◆ **STATED PROBLEM**: Retype all the records with nothing changed.

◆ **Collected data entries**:
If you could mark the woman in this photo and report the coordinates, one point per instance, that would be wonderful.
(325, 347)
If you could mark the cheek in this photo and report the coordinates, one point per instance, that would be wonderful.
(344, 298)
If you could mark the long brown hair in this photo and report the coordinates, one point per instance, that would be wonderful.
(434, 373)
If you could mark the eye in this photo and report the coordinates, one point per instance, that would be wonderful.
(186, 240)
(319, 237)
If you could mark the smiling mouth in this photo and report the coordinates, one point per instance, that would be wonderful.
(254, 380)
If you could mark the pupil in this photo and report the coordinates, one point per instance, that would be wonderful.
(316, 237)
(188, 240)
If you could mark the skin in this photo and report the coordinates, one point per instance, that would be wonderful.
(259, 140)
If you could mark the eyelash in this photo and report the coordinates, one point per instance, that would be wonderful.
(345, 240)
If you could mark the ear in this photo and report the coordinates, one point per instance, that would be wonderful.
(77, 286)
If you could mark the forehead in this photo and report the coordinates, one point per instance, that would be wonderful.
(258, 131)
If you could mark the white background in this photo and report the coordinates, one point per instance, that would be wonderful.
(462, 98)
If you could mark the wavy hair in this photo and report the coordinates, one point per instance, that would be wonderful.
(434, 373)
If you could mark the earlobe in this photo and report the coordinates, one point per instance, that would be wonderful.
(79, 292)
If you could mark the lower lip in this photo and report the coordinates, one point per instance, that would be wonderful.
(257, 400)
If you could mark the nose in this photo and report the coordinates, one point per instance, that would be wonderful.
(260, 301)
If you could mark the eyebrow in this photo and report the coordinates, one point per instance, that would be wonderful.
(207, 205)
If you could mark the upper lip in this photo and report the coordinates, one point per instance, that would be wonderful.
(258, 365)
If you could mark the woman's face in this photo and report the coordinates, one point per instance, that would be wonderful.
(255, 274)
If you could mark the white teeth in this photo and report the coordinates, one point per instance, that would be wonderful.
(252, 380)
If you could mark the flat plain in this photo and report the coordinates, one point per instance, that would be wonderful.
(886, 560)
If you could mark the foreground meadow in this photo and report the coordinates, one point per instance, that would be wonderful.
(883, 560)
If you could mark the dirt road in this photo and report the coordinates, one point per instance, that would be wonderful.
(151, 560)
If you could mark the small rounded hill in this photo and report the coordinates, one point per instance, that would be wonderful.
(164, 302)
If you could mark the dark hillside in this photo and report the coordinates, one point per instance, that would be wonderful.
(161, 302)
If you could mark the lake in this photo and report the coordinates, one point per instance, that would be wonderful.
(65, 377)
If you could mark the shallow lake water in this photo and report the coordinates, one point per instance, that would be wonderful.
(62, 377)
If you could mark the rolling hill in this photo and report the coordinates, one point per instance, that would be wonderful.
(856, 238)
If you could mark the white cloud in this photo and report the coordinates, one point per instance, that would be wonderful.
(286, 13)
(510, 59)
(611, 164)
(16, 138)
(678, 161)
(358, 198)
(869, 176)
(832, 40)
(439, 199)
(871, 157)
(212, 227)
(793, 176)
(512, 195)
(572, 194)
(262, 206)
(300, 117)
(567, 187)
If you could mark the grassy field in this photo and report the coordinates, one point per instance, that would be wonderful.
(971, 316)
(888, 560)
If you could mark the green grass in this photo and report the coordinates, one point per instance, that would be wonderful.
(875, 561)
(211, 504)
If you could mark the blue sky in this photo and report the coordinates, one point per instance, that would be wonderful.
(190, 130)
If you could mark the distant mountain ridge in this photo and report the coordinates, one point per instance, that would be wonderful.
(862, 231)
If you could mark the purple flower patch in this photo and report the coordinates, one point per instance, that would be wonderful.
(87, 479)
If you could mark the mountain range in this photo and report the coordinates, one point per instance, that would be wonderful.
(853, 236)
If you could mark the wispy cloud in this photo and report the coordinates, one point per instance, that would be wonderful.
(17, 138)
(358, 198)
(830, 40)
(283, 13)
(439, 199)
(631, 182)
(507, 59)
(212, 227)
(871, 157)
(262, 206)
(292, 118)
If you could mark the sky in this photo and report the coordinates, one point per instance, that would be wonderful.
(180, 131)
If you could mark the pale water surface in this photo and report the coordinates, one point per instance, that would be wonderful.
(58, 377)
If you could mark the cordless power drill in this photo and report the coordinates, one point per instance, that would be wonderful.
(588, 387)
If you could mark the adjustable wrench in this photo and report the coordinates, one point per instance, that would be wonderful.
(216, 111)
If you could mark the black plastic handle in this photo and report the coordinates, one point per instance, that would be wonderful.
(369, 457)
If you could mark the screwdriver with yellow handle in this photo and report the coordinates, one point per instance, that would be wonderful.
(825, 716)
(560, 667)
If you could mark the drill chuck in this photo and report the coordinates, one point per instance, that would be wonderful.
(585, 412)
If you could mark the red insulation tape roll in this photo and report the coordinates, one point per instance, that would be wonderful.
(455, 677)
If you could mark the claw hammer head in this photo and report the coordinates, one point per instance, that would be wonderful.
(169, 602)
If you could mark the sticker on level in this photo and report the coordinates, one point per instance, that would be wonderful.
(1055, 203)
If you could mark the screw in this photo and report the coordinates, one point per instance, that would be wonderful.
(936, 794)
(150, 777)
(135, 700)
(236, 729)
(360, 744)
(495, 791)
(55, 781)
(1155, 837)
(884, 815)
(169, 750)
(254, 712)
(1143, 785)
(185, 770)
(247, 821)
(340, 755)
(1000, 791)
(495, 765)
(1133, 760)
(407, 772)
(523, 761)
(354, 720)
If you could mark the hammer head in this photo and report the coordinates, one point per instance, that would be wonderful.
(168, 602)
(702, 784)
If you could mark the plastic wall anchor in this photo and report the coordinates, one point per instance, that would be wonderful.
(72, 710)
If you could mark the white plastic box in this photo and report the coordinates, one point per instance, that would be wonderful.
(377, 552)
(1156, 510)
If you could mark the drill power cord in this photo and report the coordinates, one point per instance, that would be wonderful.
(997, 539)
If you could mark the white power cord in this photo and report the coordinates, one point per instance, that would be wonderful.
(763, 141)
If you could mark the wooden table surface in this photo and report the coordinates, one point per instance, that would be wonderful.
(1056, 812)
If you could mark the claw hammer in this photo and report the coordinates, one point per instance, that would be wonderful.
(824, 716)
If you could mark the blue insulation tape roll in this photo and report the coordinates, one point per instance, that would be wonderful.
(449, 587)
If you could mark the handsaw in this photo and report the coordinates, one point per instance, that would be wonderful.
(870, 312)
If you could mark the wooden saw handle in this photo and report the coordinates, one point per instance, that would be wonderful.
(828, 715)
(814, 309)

◆ **EXERCISE RESPONSE**:
If you could mark the woman in this photo and report the coordinates, one point per instance, that would be wonderful.
(325, 347)
If you could mark the cheek in this photo and report the coordinates, one point per instance, that would be wonderful.
(344, 298)
If you could mark the long brown hair in this photo and report the coordinates, one point per instance, that would be wonderful.
(434, 373)
If you could mark the eye in this photo and report the coordinates, one point per instance, that would be wonderful.
(186, 240)
(319, 237)
If you could mark the smiling mouth in this photo and report the coordinates, one point per instance, that would be wonderful.
(254, 380)
If you could mark the pupil in this photo and report the coordinates, one point per instance, that would be wonderful.
(316, 237)
(188, 240)
If you could mark the skin in this photo and report the coordinates, one point per instance, that would be wonderful.
(259, 140)
If you could mark the eyelash in this photo and report the coordinates, one point per instance, that would be wonderful.
(345, 240)
If you could mark the ear in this photo and report the coordinates, one point per instance, that would be wonderful.
(77, 286)
If you could mark the forehead in this photo and report the coordinates, one point per instance, that would be wonderful.
(258, 131)
If you could mark the white background in this photo and report the coordinates, one point per instance, that would be wonderful.
(462, 98)
If you could mark the wavy hair in this photo and report the coordinates, one point per instance, that would be wonderful.
(434, 373)
If you could mark the earlobe in this photo and report the coordinates, one point per instance, that would be wonderful.
(79, 292)
If you could mark the lower lip in this photo and report the coordinates, one point per instance, that would be wonderful.
(257, 400)
If you could mark the nose in this photo and report the coordinates, one point per instance, that would be wonderful.
(260, 301)
If you could mark the eyebrow in this photo and report the coordinates, one point per instance, that would be wonderful.
(207, 205)
If you could mark the upper lip in this photo and report the coordinates, one point per instance, that would be wonderful.
(258, 365)
If you could mark the woman's face in this photo and report the coordinates, one point per instance, that would be wonderful.
(255, 274)
If you could mark the white teeth in this photo and report the coordinates, one point per instance, that would be wonderful.
(252, 380)
If you could mark the flat plain in this photo and report the coordinates, one point per instance, that would be wonderful.
(886, 560)
If you could mark the foreground meadow in this photo and report the coordinates, one point per instance, that would be wonderful.
(883, 560)
If you could mark the dirt road in this photo and report the coordinates, one point per instance, that would be wonderful.
(151, 560)
If you could mark the small rounded hill in this photo and report the coordinates, one point per instance, that would be wonderful.
(164, 302)
If you could mark the dark hillside in this photo and report the coordinates, one point per instance, that would be wonderful.
(161, 302)
If you could mark the lake in this photo and report the coordinates, one point per instance, that would be wonderful.
(65, 377)
If you could mark the shallow lake water in this photo and report the coordinates, one point per instance, that would be wonderful.
(62, 377)
If you could mark the rolling hill in this photo and report the coordinates, one point per instance, that would be wonderful.
(856, 238)
If you could mark the white cloud in this photo and report the coordinates, one point per instance, that would be wonderful.
(286, 13)
(510, 59)
(611, 164)
(16, 138)
(678, 161)
(358, 198)
(869, 176)
(832, 40)
(439, 199)
(871, 157)
(212, 227)
(793, 176)
(512, 195)
(572, 194)
(262, 206)
(300, 117)
(567, 187)
If you could mark the grassy field in this photo and report the coordinates, one point per instance, that would be wonderful.
(971, 316)
(888, 560)
If you could mark the green grass in this photo and report the coordinates, one point per instance, that would be wonderful.
(875, 561)
(211, 504)
If you could mark the blue sky in this photo and report the coordinates, one point per instance, that would be wonderful.
(190, 130)
If you could mark the distant mountain ridge in this photo and report the coordinates, one point per instance, that would be wonderful.
(862, 231)
If you could mark the purple flower patch in this photo and report the coordinates, one point per instance, that would be wonderful.
(87, 479)
If you could mark the mountain range in this photo and report the coordinates, one point per instance, that would be wonderful.
(853, 236)
If you could mark the wispy cloud in this photo and report the coordinates, one point per instance, that would be wonderful.
(17, 138)
(358, 198)
(830, 40)
(283, 13)
(439, 199)
(631, 182)
(507, 59)
(212, 227)
(871, 157)
(262, 206)
(292, 118)
If you could mark the sky in this photo and report the coordinates, one point per instance, that would be wonderful.
(180, 131)
If you could mark the pale water surface in this photo and report the coordinates, one point per instance, that would be wonderful.
(58, 377)
If you could mark the cordless power drill in this photo and report the coordinates, one point per instance, that would be wonderful.
(588, 387)
If you could mark the adjustable wrench in this photo and report the coordinates, one point per instance, that would be wonderful.
(216, 111)
If you could mark the black plastic handle in this photo and report the coordinates, one point per instance, that would be wonderful.
(369, 457)
If you could mark the screwdriver with yellow handle in this photo and report the coordinates, one point per instance, that would be wonderful.
(825, 716)
(560, 667)
If you could mark the drill chuck in this photo and report the coordinates, one point per instance, that would be wonderful.
(585, 412)
If you could mark the red insulation tape roll in this photo and report the coordinates, one point per instance, that would be wonderful.
(455, 677)
If you could mark the claw hammer head in this photo and report the coordinates, one point per instance, that would be wonderful.
(169, 602)
If you could mark the sticker on level in this photo and report the coordinates, one point per instance, that would be wonderful.
(1055, 203)
If you could mark the screw in this photo and report the coordinates, one point per instance, that would be wonderful.
(936, 794)
(150, 777)
(135, 700)
(236, 729)
(360, 744)
(495, 791)
(55, 781)
(1155, 837)
(884, 815)
(169, 750)
(254, 712)
(1143, 785)
(185, 770)
(247, 821)
(340, 755)
(1000, 791)
(495, 765)
(1133, 760)
(407, 772)
(523, 761)
(354, 720)
If you could mark the hammer head in this photo and report the coordinates, one point per instance, that would be wonderful.
(168, 602)
(702, 784)
If you could mark the plastic wall anchor in this photo and report the coordinates, one point per instance, that would be wonderful.
(72, 710)
If you could mark the white plastic box in this photo and report the coordinates, one point per instance, that would be wonderful.
(377, 552)
(1156, 510)
If you could mark the drill power cord in this photo and report the coordinates, one point per instance, that would be wonderful.
(997, 539)
If you could mark the white power cord in this photo and report the coordinates, one point per instance, that would be wonderful.
(763, 141)
If you could mark the wooden table surface in this photo and report the coordinates, one point per instance, that would be wonderful.
(1056, 812)
If you could mark the claw hammer in this photo and report the coordinates, one point per instance, that would be wonderful.
(824, 716)
If you could mark the blue insulation tape roll in this photo and report the coordinates, one point per instance, that would be wonderful.
(449, 587)
If you could mark the handsaw in this photo and report the coordinates, one point per instance, that would be wonderful.
(870, 312)
If you could mark the wooden saw handle in this photo and report the coordinates, one point per instance, that would be wonderful.
(828, 715)
(814, 309)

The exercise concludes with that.